#### WRITTEN INSTRUCTION:
Quote word for word only the lines of the items below, from the line with "query | snow-dusted shrub" up to and including the line with "[(147, 208), (844, 162), (1252, 333), (1153, 399)]".
= = = = =
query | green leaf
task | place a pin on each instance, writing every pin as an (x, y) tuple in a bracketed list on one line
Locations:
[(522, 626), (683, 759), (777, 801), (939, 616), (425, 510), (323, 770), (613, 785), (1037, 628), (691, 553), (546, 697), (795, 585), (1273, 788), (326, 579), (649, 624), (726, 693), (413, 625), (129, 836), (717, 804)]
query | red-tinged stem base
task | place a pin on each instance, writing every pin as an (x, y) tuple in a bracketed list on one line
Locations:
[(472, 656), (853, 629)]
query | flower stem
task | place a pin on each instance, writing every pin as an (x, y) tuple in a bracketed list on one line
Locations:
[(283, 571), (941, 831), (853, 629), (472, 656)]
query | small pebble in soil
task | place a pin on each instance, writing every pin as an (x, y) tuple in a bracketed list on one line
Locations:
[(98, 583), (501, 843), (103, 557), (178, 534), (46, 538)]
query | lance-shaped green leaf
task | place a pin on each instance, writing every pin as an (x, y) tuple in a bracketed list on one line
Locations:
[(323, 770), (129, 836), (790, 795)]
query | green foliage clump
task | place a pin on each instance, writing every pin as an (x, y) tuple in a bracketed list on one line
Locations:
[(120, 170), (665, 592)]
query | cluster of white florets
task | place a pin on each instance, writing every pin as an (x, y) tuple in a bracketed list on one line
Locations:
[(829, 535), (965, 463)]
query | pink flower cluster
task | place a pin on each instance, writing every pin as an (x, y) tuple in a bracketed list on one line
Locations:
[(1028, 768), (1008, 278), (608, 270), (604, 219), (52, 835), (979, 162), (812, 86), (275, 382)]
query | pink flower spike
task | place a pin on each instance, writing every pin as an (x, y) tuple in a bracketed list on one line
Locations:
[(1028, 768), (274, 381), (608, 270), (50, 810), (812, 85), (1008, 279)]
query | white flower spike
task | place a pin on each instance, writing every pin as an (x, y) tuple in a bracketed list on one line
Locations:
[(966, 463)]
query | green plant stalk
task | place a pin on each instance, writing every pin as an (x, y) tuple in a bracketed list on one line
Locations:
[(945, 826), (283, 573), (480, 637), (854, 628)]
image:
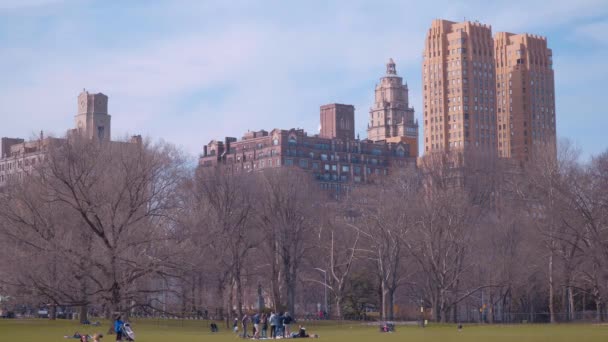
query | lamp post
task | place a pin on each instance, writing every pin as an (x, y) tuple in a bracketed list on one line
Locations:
[(325, 286)]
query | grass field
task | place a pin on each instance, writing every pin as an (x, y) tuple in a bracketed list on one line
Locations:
[(13, 330)]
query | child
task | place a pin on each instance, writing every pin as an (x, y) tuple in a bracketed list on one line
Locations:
[(118, 328), (235, 325)]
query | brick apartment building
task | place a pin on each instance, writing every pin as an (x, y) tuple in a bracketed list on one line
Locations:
[(334, 157), (494, 95), (92, 121)]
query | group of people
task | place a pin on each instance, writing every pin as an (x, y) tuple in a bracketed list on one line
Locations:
[(86, 338), (279, 324)]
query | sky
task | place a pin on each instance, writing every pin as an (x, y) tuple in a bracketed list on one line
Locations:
[(190, 71)]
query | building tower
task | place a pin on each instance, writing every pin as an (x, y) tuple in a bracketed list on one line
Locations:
[(92, 120), (459, 87), (338, 121), (391, 119), (525, 95)]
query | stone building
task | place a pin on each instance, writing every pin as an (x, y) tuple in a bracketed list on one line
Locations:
[(525, 90), (391, 119), (92, 121), (459, 87), (334, 158), (491, 95)]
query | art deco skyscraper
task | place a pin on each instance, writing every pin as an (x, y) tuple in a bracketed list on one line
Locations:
[(525, 95), (391, 119), (459, 87)]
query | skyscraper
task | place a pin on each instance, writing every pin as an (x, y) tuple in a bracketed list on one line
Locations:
[(391, 119), (459, 87), (525, 95), (93, 120)]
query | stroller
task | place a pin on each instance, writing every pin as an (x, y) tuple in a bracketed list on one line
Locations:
[(128, 332)]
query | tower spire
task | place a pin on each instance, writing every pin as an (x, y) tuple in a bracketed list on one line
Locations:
[(390, 67)]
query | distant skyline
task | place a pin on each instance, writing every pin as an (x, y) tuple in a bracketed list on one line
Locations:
[(191, 71)]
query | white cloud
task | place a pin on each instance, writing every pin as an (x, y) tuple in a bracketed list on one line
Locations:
[(219, 68), (595, 31)]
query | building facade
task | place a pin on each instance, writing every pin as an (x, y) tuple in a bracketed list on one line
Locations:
[(337, 121), (391, 119), (337, 161), (495, 95), (525, 90), (92, 121), (459, 87)]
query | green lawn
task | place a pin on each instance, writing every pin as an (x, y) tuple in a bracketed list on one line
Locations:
[(13, 330)]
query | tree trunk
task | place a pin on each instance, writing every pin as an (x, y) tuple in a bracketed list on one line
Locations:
[(391, 304), (339, 307), (239, 291), (384, 295), (572, 315), (53, 312), (551, 289), (84, 314)]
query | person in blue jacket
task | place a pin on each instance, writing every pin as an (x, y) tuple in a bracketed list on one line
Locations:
[(118, 328)]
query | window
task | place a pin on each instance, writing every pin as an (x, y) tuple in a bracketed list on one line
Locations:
[(100, 132)]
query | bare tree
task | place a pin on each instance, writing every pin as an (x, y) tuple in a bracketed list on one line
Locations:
[(106, 209), (385, 225), (288, 199), (229, 198)]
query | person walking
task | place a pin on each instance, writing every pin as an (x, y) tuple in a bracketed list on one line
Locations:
[(273, 325), (244, 322), (264, 323), (281, 324), (118, 323), (287, 320), (256, 325)]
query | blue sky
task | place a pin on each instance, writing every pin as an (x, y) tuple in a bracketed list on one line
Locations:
[(192, 71)]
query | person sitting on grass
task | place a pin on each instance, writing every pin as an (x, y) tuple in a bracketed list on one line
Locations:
[(118, 323)]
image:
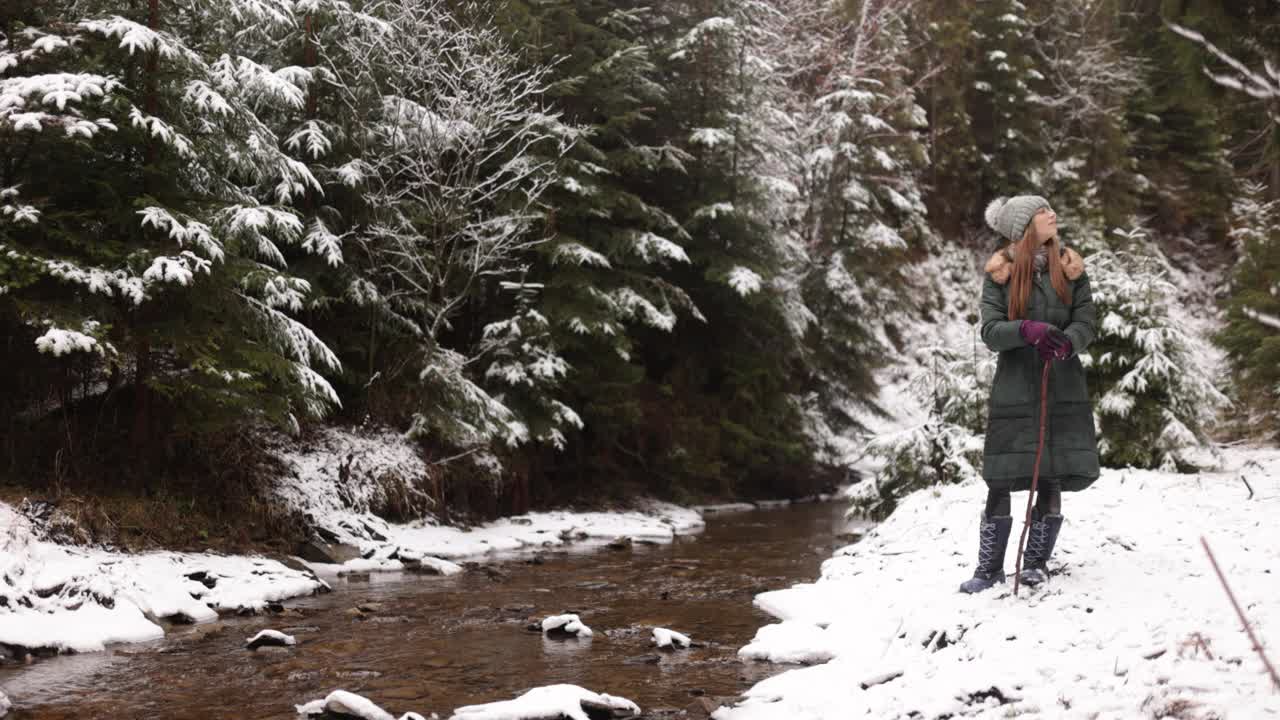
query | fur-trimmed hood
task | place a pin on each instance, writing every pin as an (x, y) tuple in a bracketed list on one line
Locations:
[(1001, 264)]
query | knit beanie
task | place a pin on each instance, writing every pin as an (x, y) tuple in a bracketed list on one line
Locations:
[(1010, 215)]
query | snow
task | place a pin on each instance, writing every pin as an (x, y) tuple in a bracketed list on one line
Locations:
[(745, 281), (1114, 634), (272, 637), (662, 637), (342, 478), (80, 598), (549, 702), (59, 342), (568, 623), (347, 703)]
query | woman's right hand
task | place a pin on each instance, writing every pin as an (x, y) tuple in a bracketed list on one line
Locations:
[(1043, 337)]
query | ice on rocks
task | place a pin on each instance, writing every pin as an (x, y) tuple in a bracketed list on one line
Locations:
[(568, 623), (80, 598), (339, 481), (551, 702), (662, 637), (1114, 633), (270, 638), (350, 705)]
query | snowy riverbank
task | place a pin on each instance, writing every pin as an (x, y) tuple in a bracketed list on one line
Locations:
[(1133, 624), (342, 481), (63, 597)]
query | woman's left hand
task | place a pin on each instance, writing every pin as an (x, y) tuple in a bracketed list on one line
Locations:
[(1060, 342)]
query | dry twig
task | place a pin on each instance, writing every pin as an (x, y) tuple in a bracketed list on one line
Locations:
[(1248, 628)]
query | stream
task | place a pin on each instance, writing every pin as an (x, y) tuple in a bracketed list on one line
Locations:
[(430, 645)]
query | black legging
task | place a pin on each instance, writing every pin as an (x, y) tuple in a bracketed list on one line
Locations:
[(1048, 499)]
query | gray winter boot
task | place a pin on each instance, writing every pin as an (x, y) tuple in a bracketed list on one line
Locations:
[(1040, 546), (992, 540)]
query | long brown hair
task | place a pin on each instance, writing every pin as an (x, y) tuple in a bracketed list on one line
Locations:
[(1024, 265)]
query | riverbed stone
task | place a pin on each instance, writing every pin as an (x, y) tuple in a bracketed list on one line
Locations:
[(327, 552)]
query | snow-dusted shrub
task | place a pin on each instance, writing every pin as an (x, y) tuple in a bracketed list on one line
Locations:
[(1251, 335), (1152, 395), (946, 447)]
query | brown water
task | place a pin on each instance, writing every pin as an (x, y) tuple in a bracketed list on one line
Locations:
[(432, 645)]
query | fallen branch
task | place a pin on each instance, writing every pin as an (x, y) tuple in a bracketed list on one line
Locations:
[(1243, 479), (1248, 628)]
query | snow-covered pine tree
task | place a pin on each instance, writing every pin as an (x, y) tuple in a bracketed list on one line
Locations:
[(946, 446), (1153, 397), (1251, 336), (608, 250), (1091, 173), (146, 205), (727, 386), (1009, 119), (844, 163), (451, 150), (1252, 333)]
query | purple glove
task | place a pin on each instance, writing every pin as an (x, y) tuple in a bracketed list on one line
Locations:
[(1061, 343), (1048, 341)]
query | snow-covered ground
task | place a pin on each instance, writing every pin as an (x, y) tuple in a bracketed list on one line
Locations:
[(1133, 624), (343, 478), (78, 598)]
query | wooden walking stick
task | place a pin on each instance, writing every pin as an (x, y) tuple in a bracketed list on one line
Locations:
[(1040, 447)]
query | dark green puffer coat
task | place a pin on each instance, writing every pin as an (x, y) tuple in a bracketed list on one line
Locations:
[(1013, 419)]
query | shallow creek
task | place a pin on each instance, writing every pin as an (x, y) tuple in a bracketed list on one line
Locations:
[(430, 645)]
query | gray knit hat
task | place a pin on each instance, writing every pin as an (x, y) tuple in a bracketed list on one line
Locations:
[(1010, 215)]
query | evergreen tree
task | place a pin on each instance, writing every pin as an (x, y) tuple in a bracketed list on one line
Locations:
[(147, 208), (844, 162), (1252, 333), (1153, 399)]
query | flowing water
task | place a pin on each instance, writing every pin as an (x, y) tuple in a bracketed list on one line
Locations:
= = = = =
#### EXERCISE OUTPUT:
query | snow-dusted shrub
task | place a pin on each instance, writing every pin as an (x, y) tuple in a bracketed list on one line
Locations:
[(1251, 335), (1152, 395), (946, 447)]
query | brown water
task | place a pin on each instance, writing every pin as an (x, y) tuple in a bracketed list on one line
Locations:
[(432, 645)]
query | fallen branch
task | place a pin on each instance, writing every pin as an (x, y) tuple in a bracketed list on one line
Locations:
[(1243, 479), (1248, 628)]
query | snow-covered pine tree
task | place a pin on each instance, writing every pin as an (x, y) tuple in a bracketed list on one line
Locations:
[(946, 446), (1153, 397), (1251, 336), (608, 250), (1091, 173), (146, 205), (727, 386), (1009, 119), (844, 163), (451, 150), (1252, 333)]
query | purple glove
task | place a pin on each instance, writing every pin as an (x, y) tuple in a bracketed list on one line
Locations:
[(1061, 343), (1048, 341)]
query | snow-covered ground
task | place a pin on each instance, writing every pin as an (x, y) tuple in a bracketed list on one line
Locations:
[(1133, 624), (343, 478), (78, 598)]
query | wooden walking stick
task | place a pin on each instance, writing every pin as an (x, y) tuple in a bracketed list on one line
Locations:
[(1040, 447)]
query | dark green puffer coat
task | place a pin on each instance, writing every pin as an (x, y) tuple in a bracketed list on one line
Locations:
[(1013, 419)]
query | shallow creek
task | place a pin on each instance, writing every pin as an (x, y) tuple in a bracketed list on one line
Locations:
[(430, 645)]
query | gray knit hat
task | place a pin on each instance, writing every pin as an (x, y) tuple in a bracketed list on one line
Locations:
[(1010, 215)]
query | evergreen tree
task | place a pin on each instance, writing every pin as an (x, y) tuple in a bracketed list on one line
Locations:
[(147, 208), (844, 162), (1252, 333), (1153, 399)]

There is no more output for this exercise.